Short task
Copy the full set of lines exactly as given.

Given data

---------------

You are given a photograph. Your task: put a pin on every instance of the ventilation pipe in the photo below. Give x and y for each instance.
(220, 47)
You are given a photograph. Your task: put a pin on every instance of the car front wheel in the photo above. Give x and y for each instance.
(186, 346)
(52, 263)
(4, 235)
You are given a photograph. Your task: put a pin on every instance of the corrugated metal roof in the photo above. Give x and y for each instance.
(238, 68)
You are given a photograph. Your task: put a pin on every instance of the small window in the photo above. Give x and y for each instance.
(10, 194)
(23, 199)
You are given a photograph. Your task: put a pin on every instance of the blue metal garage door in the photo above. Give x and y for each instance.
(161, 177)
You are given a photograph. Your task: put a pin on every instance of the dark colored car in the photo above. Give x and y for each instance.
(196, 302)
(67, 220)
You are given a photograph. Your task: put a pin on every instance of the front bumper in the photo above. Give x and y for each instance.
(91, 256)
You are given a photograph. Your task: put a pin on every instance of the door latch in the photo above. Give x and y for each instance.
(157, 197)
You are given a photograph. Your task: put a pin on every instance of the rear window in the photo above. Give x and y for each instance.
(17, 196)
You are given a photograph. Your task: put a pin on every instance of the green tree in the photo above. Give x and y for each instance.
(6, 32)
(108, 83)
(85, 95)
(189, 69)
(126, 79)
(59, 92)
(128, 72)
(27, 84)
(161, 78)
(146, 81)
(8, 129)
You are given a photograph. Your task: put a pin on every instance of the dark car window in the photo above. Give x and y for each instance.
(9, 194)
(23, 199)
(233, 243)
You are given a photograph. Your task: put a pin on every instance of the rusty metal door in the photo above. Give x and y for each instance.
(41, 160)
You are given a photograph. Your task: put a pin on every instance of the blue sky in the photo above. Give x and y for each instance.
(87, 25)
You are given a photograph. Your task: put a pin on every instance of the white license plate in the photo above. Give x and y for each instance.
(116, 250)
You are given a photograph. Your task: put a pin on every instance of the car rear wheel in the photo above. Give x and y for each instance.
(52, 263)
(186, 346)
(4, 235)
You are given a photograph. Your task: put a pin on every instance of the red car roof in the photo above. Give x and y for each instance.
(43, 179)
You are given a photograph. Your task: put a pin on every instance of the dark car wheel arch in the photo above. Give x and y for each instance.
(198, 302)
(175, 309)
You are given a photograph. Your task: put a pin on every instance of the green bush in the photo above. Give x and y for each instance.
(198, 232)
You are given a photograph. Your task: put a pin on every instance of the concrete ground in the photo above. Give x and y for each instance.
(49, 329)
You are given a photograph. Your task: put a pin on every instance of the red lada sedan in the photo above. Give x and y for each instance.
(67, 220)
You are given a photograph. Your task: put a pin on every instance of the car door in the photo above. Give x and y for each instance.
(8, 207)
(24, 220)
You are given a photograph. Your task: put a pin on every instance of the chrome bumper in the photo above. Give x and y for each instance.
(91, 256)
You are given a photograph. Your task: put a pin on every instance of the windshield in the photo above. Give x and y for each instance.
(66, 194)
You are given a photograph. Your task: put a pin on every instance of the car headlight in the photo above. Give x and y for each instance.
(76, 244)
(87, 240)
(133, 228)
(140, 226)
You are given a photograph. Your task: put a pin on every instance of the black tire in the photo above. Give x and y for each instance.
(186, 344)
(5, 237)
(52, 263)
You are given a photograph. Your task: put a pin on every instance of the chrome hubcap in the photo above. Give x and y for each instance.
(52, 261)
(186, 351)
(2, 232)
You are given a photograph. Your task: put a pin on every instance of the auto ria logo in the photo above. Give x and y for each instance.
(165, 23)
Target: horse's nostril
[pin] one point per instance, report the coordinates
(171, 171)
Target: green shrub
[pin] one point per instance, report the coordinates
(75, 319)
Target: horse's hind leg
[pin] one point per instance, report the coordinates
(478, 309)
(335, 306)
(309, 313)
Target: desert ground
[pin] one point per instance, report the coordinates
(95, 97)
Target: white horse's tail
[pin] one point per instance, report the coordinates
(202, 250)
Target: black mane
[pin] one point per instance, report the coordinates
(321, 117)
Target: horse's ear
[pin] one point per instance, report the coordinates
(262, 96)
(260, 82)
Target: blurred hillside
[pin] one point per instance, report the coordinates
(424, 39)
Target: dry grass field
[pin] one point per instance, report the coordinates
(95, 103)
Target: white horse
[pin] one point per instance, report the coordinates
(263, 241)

---------------

Solution below
You are given a photograph. Your task: put a pin on every instance of the ventilation pipe in the photo below. Give x and y for each instance.
(220, 47)
You are given a photograph. Your task: put a pin on every instance of the car front wheel in the photo above. Give x and y for each instance.
(186, 346)
(52, 263)
(4, 235)
You are given a photograph. Your task: put a pin on every instance of the corrugated metal roof in the photo above. Give x and y for each instance.
(238, 68)
You are given a photograph. Your task: put a pin on every instance of the small window in the photo above. Give x and y for each instance.
(10, 194)
(23, 199)
You are given a photograph. Your task: put a pin on every instance of the blue metal garage door in the photo above. Give x and y for each instance.
(161, 177)
You are given a photograph. Your task: put a pin on every instance of the dark colored car in the photo above. Give x and y for each instance.
(196, 302)
(67, 220)
You are given a photograph. Your task: put a pin on every instance of the front bumper in the photo above. Give x and y for each instance.
(91, 256)
You are given a photograph. Your task: put a pin on every instance of the door latch in the photo above. Give x and y for each instance.
(157, 197)
You are given a photograph. Your task: put a pin on every instance of the rear window in the photo above. Give x and y for each instance.
(17, 196)
You are given a photograph. Your task: put a pin on every instance of the green tree in the photo above. Give x and y for each instance.
(6, 32)
(108, 83)
(85, 95)
(189, 69)
(126, 79)
(59, 92)
(128, 72)
(27, 84)
(161, 78)
(146, 81)
(8, 129)
You are given a photograph. Your task: put a pin on every instance of the dark car window in the photo above. Give x and y for each instance.
(9, 194)
(23, 199)
(233, 243)
You are given a photograph. Your task: put a pin on every instance of the rusty metal door in the photo above. Give x and y for each instance.
(41, 160)
You are given a photograph. Your task: put a pin on every instance of the blue sky in the photo above. Give x and y for each instance.
(87, 25)
You are given a photograph. Your task: put a pin on every instance of the white license plate in the photo above. Give x and y for each instance.
(116, 250)
You are given a photograph. Your task: put a pin on every instance of the car rear wheel in the photo above. Give x and y for each instance.
(52, 263)
(186, 346)
(4, 235)
You are given a photograph. Your task: put a pin on every instance of the red car roof in the photo above. Give x and y for each instance.
(43, 179)
You are given a photograph. Your task: put a pin on every instance of the dark car wheel arch in the photo above. Give x and y for each instance.
(198, 302)
(175, 309)
You are given a photograph. Your task: put a pin on every instance of the green bush in the photo above. Give x and y for each instance.
(198, 232)
You are given a photograph. Your task: put a pin on every instance of the concrete ground in the photo above. Give x and y for each instance.
(49, 329)
You are given a photograph. Your task: put a pin on every instance of the red lada sedan in the photo above. Give x and y for each instance.
(67, 220)
You are given a photograph. Your task: put a pin on every instance of the car door in the photo above. Give x and y for each instance.
(8, 207)
(24, 220)
You are given a photograph. Your task: put a pin on every instance of the chrome bumper in the photo above. Give x and y for each instance.
(91, 256)
You are given a photograph. Your task: put a pin on every instance of the windshield in the photo above. Give x and y for each instance.
(66, 194)
You are given a photograph. Your task: put a pin on every instance of the car headlight in the photo above. Give x and y for each instance.
(76, 244)
(87, 240)
(133, 228)
(140, 226)
You are given a photograph. Your task: put a pin on every instance of the black tire in the photo above. Give x and y for each instance.
(186, 344)
(5, 237)
(52, 263)
You are given a photograph. Your task: put a pin on every instance of the chrome hubcap in the photo above. Give x and y for each instance.
(52, 261)
(186, 351)
(2, 232)
You are given a photograph. Your task: put a pin on every instance of the auto ria logo in the photo above. Give x and y for each instance.
(165, 23)
Target: horse's nostril
[pin] one point per instance, report the coordinates
(171, 171)
Target: green shrub
[pin] one point per instance, report the coordinates
(75, 319)
Target: horse's hind leg
[pin] one point per instance, report the coordinates
(478, 309)
(335, 306)
(309, 313)
Target: desert ground
[pin] one point per instance, report the coordinates
(95, 97)
Target: white horse's tail
[pin] one point per instance, report the coordinates
(202, 250)
Target: black mane
[pin] one point per instance, report the coordinates
(321, 117)
Target: horse's ear
[pin] one point per instance, report the coordinates
(262, 96)
(260, 82)
Target: blurred hillside
[pin] one point per instance, report the coordinates
(424, 39)
Target: dry grass field
[pin] one point per instance, report the coordinates
(95, 103)
Target: white horse
[pin] one point per instance, report the coordinates
(263, 241)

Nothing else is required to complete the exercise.